WORK TO BE COMPLETED — Say, as a bare number, how many lines of the listing hold "face".

RECORDS TO PROCESS —

··········

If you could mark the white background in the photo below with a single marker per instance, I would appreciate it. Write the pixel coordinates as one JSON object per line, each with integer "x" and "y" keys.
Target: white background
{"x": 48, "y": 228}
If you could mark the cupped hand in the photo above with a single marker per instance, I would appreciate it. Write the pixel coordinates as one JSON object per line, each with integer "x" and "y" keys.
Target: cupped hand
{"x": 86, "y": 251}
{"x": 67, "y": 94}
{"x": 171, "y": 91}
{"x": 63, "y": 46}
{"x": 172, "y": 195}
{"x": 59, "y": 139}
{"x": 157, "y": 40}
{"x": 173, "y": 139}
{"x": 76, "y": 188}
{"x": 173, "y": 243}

··········

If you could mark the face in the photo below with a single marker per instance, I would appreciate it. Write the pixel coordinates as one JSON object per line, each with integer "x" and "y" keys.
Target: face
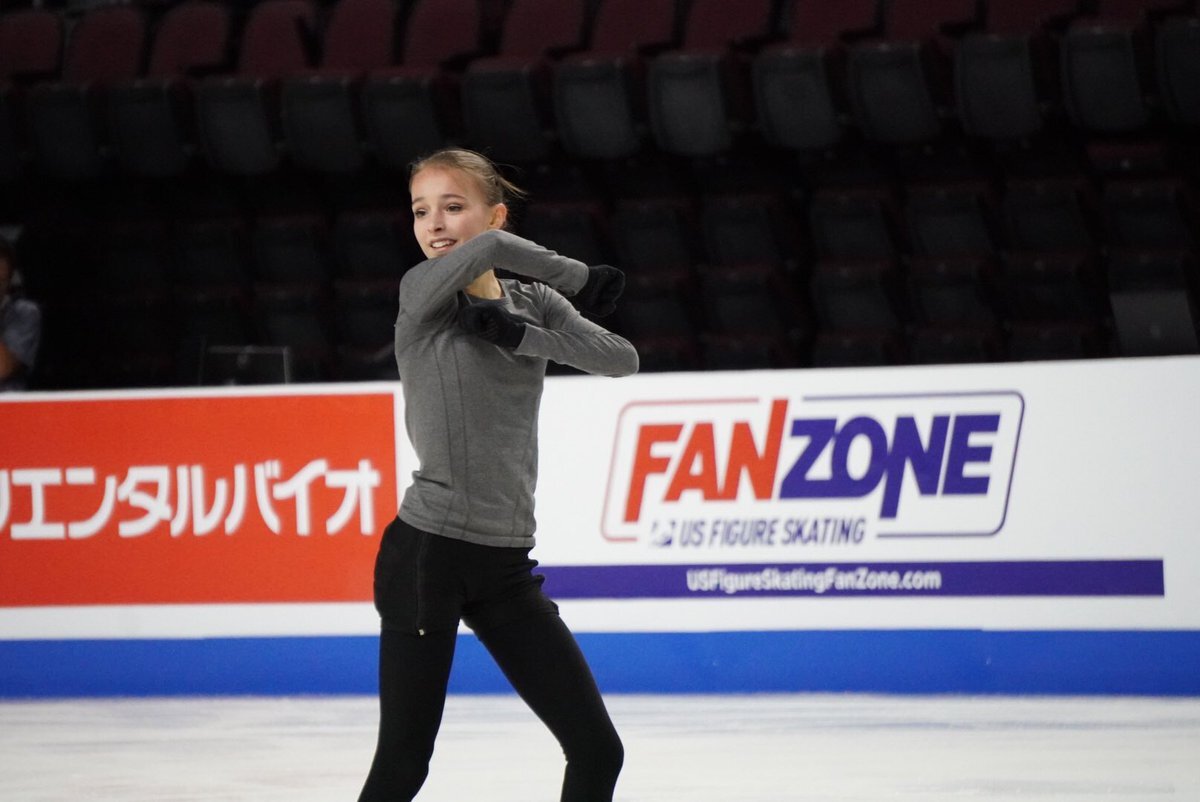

··········

TASK RESPONSE — 2